### Written exercise
Extend the passage on the BTTT-2Cl acceptor and its blends with PM6 and PZ1, starting right after its final sentence.

The chemical structures of the synthesized NFA material, BTTT-2Cl, and the polymer donor PM6 and acceptor-additive PZ1 are shown in Fig. 1a. The synthetic routes and the theoretically calculated molecular energy levels of BTTT-2Cl are provided in Supplementary Fig. 1. The synthetic details (Supplementary Figs. 1 and 2 for the nuclear magnetic resonance (NMR) spectra, and Supplementary Fig. 3 for the mass spectrum) are described in Supplementary Note 1. Compared to the solution absorption spectra of BTTT-2Cl, an obvious bathochromic shift of ~90 nm in its thin film (Supplementary Fig. 5) indicates high molecular ordering46. The thermal properties of these three materials, including PM6, BTTT-2Cl, and PZ1, were investigated by differential scanning calorimetry. The corresponding results are provided in Supplementary Fig. 6. Only BTTT-2Cl shows single, sharp, and strong endothermic peak at the first heating (Supplementary Fig. 6a), which indicates its crystalline nature. As shown in Supplementary Fig. 6a, PM6 has slightly sharper endothermic peaks at low temperature and with small value of melting enthalpy. It indicates that PM6 possesses slightly higher crystallinity as compared to PZ1 (Supplementary Fig. 6c), which is identical to the previous results11,45. The ultraviolet–visible absorption spectra of the pristine films and the PM6:BTTT-2Cl blend films without and with 1 wt% PZ1, as shown in Fig. 1b, were explored. The absorption maxima of PM6:BTTT-2Cl blend shows a blue-shift compared to that of the BTTT-2Cl pristine film. Obviously, the addition of 1 wt% PZ1 into the host blend presents an obvious increase in the 0–0 vibronic peak intensity with a slight red-shift, indicating the increasing molecular ordering and π–π interactions in the nanoscale domains47. The highest occupied molecular orbital (HOMO) and lowest unoccupied molecular orbital (LUMO) energy levels of BTTT-2Cl, probed by cyclic voltammetry (CV) (Supplementary Fig. 7 and Supplementary Table 1) are −5.61 and −3.98 eV, respectively. The energy levels of PM6 and PZ1 are presented in Fig. 1c48. It indicates that the PM6:BTTT-2Cl combination is comfortable for exciton dissociation in BHJ blend, as demonstrated by the photoluminescence (PL) measurements (Supplementary Fig. 8). Of note is that the PL intensity of PM6:BTTT-2Cl blend increases with the addition of 1 wt% PZ1, indicating that the interface area between PM6 and BTTT-2Cl decreases49.

### Given information
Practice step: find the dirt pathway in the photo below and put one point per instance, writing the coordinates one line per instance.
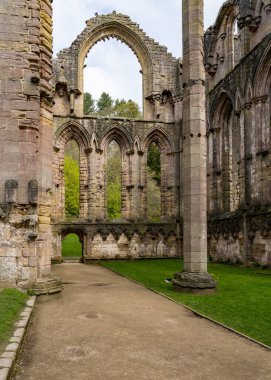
(105, 327)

### Written response
This changed blend morphology was observed by atomic force microscopy (AFM) images (Fig. 1d) and two-dimensional (2D) grazing incidence wide-angle X-ray scattering (2D-GIWAXS) measurements (Fig. 1d), as well as their corresponding intensity profiles in the in-plane (IP) and out-of-plane (OOP) directions (Supplementary Fig. 9). The surface morphologies of AFM images preliminarily demonstrated that the 1 wt% PZ1-doped blend shows larger interconnected domains and regions as compared to the host blend. The neat BTTT-2Cl film (Supplementary Fig. 9a) shows a strong π–π stacking peak in OOP direction at q = 1.71 Å−1 (d Ξ 3.67 Å). There exists one diffraction peak in the IP direction at q = 1.47 Å−1 (d 4.27 Å), suggesting the co-existence of two distinct structure orders50. The optimized PM6:BTTT-2Cl blend film exhibits a strong diffraction peak in the OOP direction at q = 1.70 Å−1 (d 3.69 Å) associated with the π–π stacking of BTTT-2Cl. Furthermore, the PZ1-doped host blend shows a stronger crystallization tendency confirmed by 2D-GIWAXS profiles. We calculated the crystal size by taking the full-width half-maximum (FWHM, using the Scherrer’s equation) of the OOP (0 1 0) peak51. By adding 1 wt% PZ1, the crystal coherence length increased from 19.94 to 21.68 nm, consistent with the corresponding AFM images as presented in Fig. 1d. Overall, the morphological characteristics combined with the photophysical and chemical properties of PZ1 can give a clear conclusion that a small amount of PZ1 work as a solid additive in this PM6:BTTT-2Cl system.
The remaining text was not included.